_DATA SHOWN:_
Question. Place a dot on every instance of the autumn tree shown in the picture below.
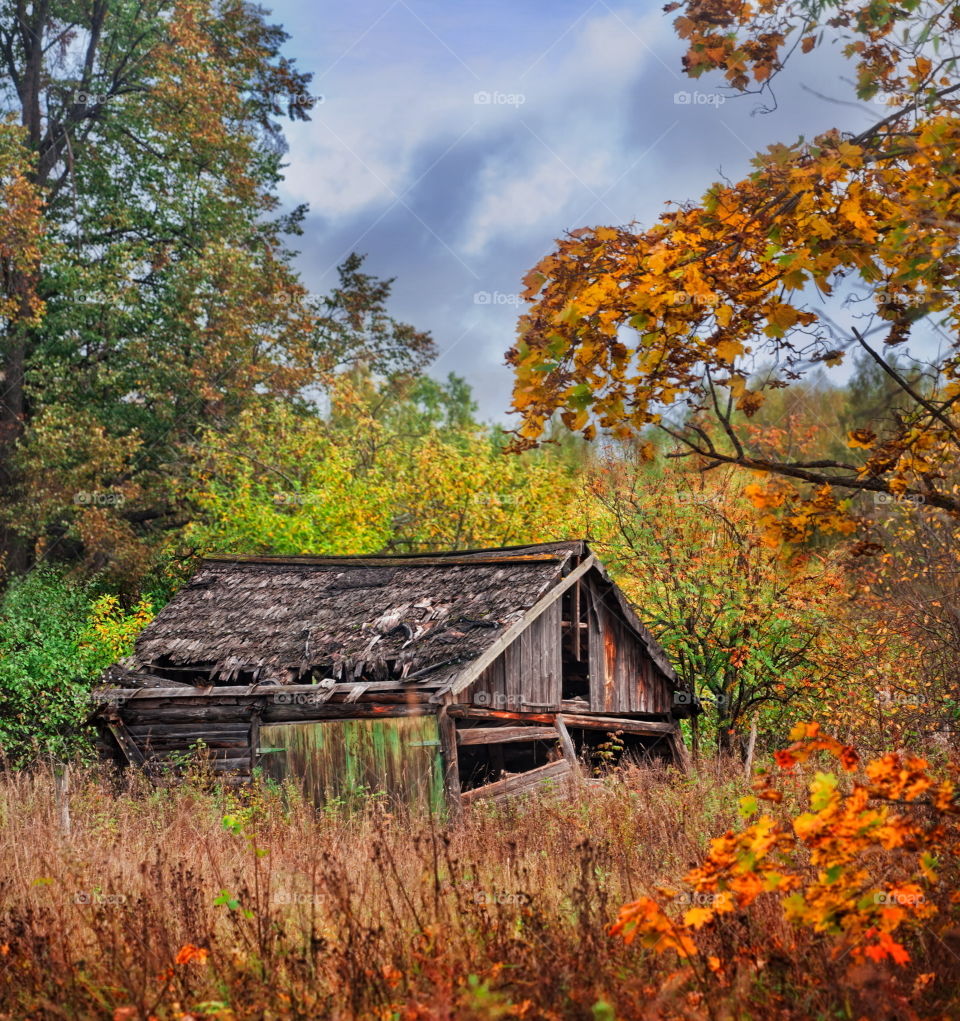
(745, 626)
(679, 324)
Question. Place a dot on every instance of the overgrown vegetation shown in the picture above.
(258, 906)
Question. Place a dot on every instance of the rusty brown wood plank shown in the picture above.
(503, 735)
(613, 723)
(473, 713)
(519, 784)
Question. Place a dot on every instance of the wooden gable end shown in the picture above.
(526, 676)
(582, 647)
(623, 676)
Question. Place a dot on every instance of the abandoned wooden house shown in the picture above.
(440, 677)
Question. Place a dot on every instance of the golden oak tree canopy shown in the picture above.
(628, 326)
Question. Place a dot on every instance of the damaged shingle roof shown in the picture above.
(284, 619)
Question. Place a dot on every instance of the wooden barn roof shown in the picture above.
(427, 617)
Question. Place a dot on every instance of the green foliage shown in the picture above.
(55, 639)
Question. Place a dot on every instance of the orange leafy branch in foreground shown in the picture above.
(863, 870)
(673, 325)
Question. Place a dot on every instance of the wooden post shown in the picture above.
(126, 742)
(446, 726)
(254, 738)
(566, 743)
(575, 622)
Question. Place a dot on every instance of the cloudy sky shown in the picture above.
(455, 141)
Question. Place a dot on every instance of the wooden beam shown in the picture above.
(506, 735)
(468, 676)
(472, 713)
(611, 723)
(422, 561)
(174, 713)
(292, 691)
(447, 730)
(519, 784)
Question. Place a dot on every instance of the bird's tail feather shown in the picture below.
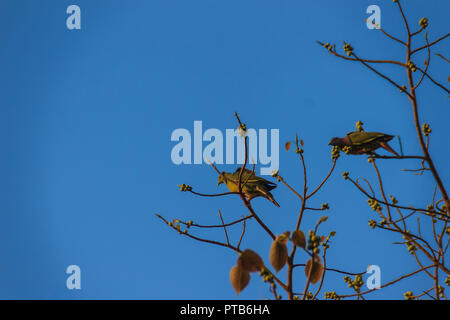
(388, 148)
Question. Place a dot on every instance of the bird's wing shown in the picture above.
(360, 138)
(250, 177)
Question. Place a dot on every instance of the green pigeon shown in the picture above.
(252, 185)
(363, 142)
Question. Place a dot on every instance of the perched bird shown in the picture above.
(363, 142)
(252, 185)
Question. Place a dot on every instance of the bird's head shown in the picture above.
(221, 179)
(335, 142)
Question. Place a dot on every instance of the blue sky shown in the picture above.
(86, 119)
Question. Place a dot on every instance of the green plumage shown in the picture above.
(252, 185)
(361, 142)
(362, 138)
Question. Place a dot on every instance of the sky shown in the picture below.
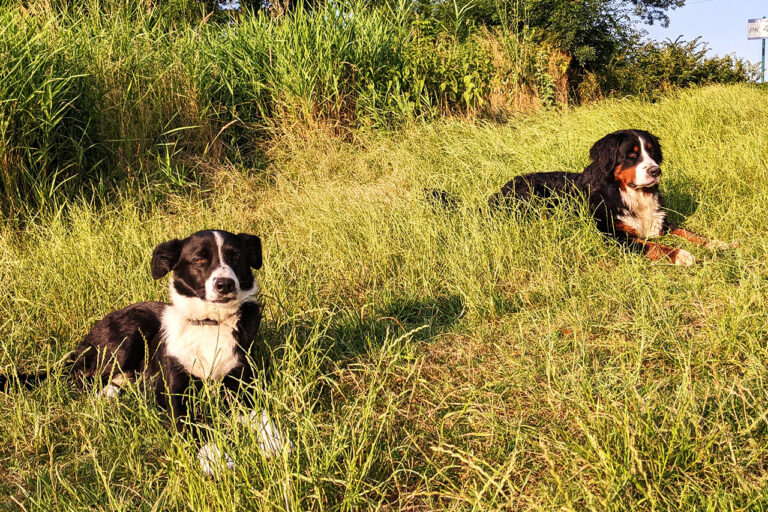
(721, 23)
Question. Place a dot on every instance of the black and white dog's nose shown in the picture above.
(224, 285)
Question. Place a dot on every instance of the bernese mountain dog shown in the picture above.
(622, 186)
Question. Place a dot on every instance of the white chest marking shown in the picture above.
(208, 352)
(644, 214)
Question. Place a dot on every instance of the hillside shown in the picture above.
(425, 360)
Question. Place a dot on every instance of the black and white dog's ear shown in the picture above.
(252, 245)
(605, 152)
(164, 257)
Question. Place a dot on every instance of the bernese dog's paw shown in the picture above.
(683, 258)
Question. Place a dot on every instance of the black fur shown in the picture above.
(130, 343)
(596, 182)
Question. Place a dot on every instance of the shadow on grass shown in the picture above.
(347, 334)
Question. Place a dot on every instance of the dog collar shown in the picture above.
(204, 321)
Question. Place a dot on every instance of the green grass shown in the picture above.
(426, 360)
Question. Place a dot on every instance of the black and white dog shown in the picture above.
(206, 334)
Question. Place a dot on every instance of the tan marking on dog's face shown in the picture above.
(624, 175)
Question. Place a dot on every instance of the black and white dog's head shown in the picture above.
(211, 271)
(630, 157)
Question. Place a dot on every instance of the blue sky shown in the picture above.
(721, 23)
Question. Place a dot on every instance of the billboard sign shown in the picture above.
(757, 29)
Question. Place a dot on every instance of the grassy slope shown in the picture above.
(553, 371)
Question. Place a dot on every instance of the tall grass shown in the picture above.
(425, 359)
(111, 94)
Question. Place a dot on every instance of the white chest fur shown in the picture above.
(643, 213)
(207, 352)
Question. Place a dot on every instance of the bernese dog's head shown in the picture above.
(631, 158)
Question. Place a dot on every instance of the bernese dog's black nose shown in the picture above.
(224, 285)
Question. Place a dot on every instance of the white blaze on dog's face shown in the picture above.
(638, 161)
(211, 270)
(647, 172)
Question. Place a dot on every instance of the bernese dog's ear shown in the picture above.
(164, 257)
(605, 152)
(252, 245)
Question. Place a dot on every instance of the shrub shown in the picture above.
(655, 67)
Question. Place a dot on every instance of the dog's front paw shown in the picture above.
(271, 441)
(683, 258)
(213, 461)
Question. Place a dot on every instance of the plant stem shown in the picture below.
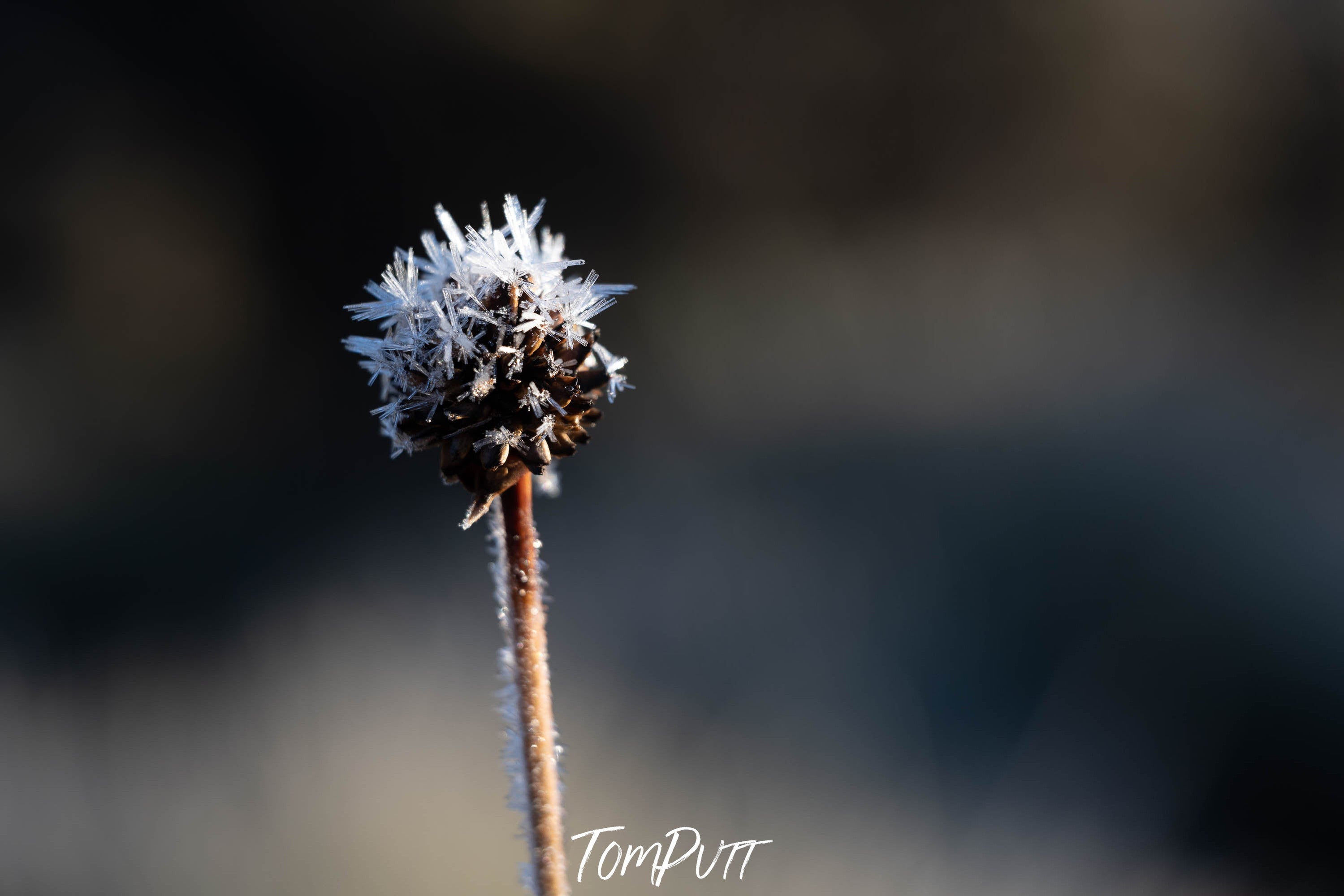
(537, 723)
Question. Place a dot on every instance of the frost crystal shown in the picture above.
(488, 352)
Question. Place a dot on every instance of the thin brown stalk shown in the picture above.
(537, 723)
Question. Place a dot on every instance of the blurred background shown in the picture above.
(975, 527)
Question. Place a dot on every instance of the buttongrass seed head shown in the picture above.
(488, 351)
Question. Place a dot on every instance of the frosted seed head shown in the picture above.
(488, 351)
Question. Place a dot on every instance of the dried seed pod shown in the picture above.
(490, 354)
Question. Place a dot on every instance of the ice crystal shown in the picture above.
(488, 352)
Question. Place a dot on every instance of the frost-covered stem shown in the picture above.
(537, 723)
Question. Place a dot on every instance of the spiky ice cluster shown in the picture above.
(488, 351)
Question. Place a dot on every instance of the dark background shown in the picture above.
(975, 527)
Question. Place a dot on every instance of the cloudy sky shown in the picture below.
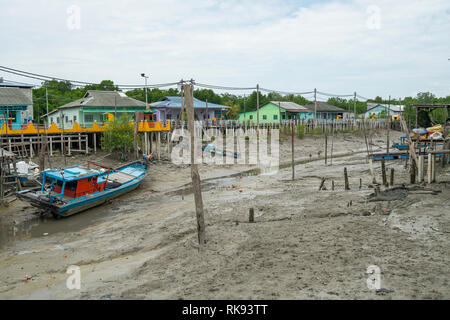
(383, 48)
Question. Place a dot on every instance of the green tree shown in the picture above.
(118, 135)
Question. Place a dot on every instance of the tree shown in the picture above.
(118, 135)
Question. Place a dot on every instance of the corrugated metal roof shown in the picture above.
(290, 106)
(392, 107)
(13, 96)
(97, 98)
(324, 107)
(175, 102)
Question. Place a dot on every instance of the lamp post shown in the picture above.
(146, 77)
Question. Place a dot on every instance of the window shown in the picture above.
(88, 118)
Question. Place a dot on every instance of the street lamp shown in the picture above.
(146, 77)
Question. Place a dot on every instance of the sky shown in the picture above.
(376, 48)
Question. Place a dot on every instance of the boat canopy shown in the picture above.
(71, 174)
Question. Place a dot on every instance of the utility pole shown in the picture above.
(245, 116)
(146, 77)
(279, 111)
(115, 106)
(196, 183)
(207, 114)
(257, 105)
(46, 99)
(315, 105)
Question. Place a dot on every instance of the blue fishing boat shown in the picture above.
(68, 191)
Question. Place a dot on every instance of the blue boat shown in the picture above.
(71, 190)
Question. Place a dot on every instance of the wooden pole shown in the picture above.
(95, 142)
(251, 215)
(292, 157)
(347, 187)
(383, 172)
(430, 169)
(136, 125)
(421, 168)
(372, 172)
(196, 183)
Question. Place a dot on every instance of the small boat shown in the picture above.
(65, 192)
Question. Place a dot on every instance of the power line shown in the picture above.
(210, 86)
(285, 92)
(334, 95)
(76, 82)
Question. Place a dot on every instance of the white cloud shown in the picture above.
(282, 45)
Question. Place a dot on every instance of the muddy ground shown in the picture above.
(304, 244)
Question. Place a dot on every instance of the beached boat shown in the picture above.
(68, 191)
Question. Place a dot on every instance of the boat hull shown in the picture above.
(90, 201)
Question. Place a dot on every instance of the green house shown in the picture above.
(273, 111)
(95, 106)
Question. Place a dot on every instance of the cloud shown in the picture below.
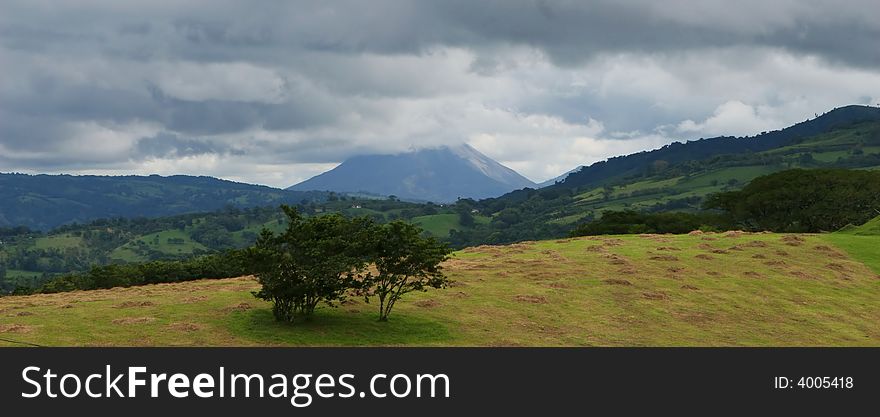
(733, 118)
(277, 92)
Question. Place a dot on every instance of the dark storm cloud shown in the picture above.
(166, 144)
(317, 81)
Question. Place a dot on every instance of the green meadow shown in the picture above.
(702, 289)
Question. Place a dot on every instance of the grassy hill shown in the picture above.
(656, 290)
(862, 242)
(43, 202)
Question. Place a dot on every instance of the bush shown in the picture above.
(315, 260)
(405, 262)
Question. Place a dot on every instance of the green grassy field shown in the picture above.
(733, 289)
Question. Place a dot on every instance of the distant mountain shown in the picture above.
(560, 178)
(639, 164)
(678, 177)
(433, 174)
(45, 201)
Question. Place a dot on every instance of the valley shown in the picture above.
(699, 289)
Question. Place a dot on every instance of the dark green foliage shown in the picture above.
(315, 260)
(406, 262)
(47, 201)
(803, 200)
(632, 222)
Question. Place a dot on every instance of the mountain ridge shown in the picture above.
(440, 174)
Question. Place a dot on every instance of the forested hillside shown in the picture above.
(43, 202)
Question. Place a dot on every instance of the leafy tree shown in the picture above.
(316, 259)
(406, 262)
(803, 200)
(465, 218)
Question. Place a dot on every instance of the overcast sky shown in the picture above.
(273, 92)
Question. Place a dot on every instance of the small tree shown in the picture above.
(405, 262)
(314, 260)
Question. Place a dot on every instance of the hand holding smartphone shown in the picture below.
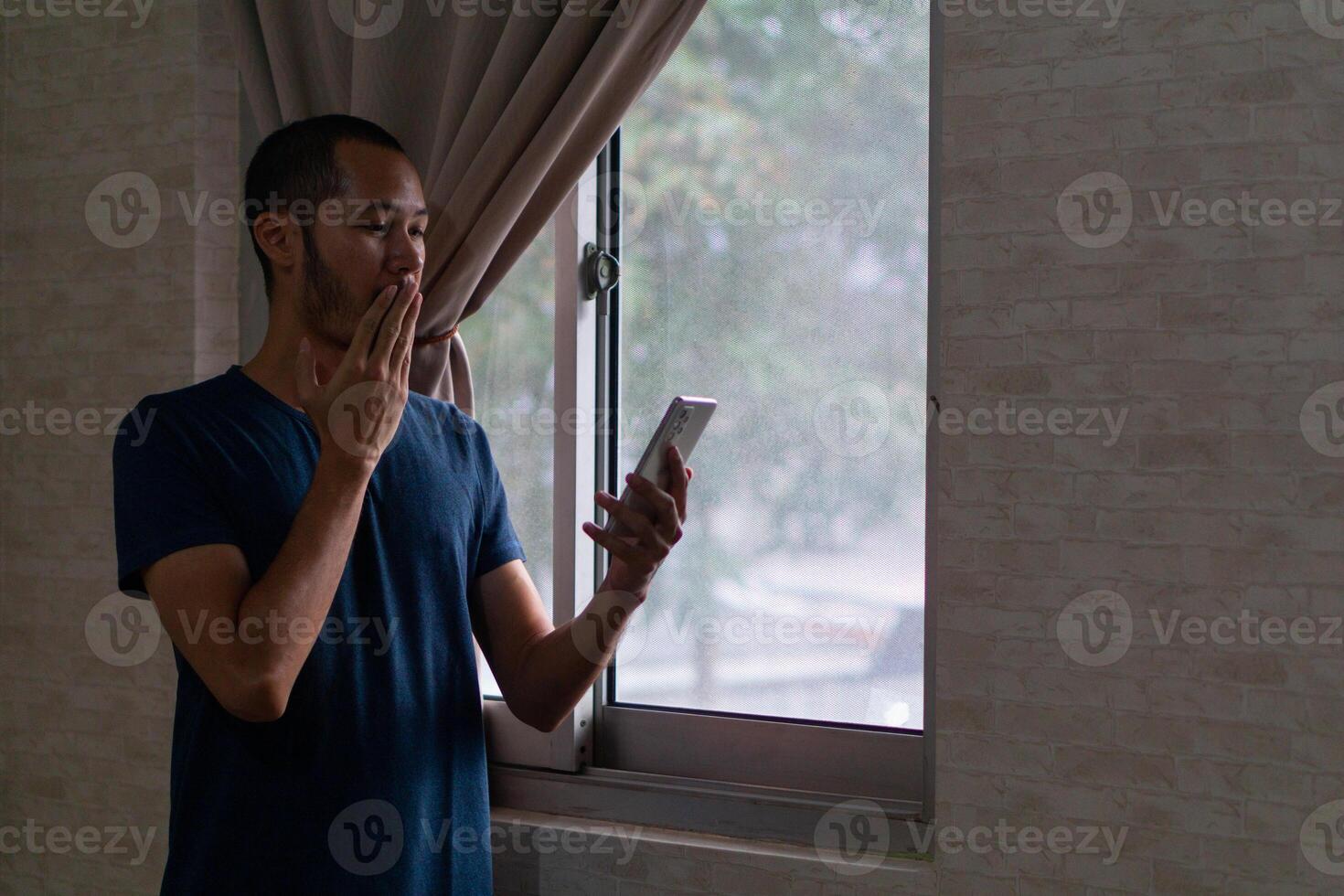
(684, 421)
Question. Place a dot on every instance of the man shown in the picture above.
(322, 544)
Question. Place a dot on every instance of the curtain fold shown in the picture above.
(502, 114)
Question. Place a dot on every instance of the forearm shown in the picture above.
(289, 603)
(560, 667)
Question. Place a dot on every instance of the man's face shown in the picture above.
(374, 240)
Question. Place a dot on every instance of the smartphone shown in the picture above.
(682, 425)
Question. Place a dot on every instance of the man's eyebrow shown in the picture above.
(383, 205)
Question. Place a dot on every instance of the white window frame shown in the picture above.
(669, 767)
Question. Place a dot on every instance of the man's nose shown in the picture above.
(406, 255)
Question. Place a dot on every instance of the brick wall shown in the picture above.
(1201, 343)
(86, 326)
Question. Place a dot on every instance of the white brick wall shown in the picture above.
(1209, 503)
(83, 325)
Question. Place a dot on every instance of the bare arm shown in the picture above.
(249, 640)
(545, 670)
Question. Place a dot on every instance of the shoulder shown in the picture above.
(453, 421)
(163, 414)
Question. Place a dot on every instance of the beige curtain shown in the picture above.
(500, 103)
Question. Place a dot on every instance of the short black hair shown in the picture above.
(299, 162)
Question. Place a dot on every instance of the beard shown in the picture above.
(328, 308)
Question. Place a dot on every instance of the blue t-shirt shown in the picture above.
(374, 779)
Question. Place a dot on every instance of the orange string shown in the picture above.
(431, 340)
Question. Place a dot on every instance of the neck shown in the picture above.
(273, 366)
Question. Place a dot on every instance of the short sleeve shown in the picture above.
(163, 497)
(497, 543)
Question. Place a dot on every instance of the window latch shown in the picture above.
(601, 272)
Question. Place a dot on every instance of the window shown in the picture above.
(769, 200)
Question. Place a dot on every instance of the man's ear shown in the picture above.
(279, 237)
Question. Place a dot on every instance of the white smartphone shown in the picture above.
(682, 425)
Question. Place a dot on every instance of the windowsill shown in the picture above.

_INSTRUCTIONS FOR THE TASK:_ Starting at the line that contains "Question. Place a dot on every instance of the short black", repeat each line exactly through the last one in the listing. Include both of those lines and nothing more.

_OUTPUT OF THE TASK:_
Question. Place a dot on every instance of the short black hair shown in the picture above.
(299, 162)
Question. Place a dot on every instance of the beard shown in the picture above.
(328, 308)
Question. Place a dot on every instance of the blue t-shirt shown in the picture above.
(374, 779)
Question. Place a dot on every instance of the orange string shown in the picture above.
(431, 340)
Question. Place a dot on every instance of the neck shown in the picture above.
(273, 366)
Question. Place a dot on every instance of the short sleeve shown in the picture above.
(163, 497)
(497, 543)
Question. Place a dot on every instance of the window latch shown in the picture above.
(601, 272)
Question. Place a dot on every instance of the window shown in the picture above.
(769, 200)
Question. Place a dot on every instance of the man's ear shown in the picture above.
(279, 237)
Question. Place a dot on every instance of the white smartphone shown in the picture above.
(682, 425)
Question. Place a dot on every instance of the windowsill shown in the picture above.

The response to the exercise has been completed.